TASK DETAILS: Count the lines in the material that contain the word "background" and give only that number.

---------- AVAILABLE RECORDS

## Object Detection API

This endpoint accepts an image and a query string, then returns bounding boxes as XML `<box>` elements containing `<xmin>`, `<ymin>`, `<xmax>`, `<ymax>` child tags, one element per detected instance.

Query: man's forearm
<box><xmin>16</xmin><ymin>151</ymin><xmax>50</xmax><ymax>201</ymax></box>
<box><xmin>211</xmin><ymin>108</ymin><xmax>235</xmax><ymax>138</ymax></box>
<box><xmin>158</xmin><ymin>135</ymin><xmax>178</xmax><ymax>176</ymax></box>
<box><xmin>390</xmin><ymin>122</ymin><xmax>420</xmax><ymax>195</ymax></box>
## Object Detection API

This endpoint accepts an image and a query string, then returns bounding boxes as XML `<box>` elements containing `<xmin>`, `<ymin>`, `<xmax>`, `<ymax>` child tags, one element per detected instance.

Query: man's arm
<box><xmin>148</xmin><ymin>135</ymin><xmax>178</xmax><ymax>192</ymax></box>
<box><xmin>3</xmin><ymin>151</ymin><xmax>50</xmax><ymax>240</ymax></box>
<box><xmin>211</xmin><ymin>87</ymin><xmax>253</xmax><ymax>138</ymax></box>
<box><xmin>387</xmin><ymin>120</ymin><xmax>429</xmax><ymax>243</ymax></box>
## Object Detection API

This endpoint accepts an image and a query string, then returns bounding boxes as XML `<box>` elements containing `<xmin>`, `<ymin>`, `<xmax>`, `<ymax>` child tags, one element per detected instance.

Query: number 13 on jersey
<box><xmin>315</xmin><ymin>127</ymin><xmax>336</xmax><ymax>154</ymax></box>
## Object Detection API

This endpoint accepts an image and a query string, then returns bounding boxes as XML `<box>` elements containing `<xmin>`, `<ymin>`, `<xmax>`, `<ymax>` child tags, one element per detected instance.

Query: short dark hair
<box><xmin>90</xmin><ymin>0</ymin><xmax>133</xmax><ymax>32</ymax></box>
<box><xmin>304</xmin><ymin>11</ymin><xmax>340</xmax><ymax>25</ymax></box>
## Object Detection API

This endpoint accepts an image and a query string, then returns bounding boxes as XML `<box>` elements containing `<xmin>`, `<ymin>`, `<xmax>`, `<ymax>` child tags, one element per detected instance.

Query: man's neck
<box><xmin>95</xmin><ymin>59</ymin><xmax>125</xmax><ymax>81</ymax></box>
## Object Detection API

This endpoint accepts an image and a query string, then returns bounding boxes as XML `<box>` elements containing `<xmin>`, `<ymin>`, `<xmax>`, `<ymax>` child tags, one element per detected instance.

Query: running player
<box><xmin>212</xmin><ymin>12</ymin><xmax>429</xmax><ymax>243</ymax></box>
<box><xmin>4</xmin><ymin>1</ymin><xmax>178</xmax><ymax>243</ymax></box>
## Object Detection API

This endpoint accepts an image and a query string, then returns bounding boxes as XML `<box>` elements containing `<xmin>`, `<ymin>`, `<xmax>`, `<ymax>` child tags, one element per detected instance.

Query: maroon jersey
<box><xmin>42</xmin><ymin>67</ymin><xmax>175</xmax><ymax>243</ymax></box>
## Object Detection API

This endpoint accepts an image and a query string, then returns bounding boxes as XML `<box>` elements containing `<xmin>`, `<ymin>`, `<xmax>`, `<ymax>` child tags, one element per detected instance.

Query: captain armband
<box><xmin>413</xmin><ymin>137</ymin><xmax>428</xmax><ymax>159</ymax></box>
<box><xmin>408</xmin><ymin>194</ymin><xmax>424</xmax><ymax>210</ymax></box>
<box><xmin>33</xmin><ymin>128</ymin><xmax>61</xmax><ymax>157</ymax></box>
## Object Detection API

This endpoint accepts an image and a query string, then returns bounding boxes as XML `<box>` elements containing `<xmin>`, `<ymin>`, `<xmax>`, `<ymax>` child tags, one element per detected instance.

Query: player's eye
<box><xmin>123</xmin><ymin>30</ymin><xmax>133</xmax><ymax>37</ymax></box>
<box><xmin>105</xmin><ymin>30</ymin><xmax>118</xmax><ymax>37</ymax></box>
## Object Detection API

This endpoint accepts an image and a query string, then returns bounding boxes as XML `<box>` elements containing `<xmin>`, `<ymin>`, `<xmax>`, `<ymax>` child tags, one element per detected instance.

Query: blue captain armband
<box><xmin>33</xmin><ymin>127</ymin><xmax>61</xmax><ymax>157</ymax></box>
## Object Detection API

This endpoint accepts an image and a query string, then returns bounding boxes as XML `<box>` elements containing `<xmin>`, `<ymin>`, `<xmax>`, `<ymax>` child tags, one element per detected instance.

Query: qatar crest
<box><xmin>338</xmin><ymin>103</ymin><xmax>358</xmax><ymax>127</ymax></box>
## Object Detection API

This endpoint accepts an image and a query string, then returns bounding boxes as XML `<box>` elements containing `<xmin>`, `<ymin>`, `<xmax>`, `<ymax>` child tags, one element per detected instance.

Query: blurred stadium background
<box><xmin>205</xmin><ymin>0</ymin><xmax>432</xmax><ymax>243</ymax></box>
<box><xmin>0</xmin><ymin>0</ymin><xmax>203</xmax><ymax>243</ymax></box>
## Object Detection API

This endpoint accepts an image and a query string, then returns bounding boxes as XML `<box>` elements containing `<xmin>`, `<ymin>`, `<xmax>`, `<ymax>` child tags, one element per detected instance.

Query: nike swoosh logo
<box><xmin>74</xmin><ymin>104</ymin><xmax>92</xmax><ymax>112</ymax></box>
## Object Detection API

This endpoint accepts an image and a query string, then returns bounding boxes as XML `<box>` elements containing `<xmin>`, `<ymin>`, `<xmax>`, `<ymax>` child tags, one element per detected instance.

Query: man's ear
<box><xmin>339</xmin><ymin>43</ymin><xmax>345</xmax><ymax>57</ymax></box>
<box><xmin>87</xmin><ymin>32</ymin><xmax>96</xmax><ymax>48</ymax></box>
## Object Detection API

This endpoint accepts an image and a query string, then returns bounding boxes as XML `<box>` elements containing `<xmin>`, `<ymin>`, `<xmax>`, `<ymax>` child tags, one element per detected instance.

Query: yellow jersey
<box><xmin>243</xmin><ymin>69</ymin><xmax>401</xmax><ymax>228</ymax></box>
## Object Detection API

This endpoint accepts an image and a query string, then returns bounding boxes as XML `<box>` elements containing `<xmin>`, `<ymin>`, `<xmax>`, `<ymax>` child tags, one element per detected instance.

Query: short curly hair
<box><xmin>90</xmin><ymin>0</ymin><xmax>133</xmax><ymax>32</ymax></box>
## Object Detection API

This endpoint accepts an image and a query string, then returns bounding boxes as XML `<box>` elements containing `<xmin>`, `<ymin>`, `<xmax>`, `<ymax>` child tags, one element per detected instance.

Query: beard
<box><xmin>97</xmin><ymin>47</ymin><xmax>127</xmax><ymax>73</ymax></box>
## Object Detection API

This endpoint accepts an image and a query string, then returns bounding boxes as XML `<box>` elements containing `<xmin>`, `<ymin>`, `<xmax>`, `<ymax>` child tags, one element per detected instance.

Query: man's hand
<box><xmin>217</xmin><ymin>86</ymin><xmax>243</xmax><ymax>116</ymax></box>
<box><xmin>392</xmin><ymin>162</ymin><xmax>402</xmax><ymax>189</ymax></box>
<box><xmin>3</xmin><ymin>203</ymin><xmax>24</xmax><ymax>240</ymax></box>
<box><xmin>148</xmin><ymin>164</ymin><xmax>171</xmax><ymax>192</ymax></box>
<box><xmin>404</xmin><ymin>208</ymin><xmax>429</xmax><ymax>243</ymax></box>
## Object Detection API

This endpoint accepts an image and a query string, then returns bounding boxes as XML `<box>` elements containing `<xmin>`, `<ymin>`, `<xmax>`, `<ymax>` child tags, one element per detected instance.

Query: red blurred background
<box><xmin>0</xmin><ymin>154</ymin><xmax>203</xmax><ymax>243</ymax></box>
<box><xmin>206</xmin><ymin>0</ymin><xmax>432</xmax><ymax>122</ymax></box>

--------------------

RESPONSE: 2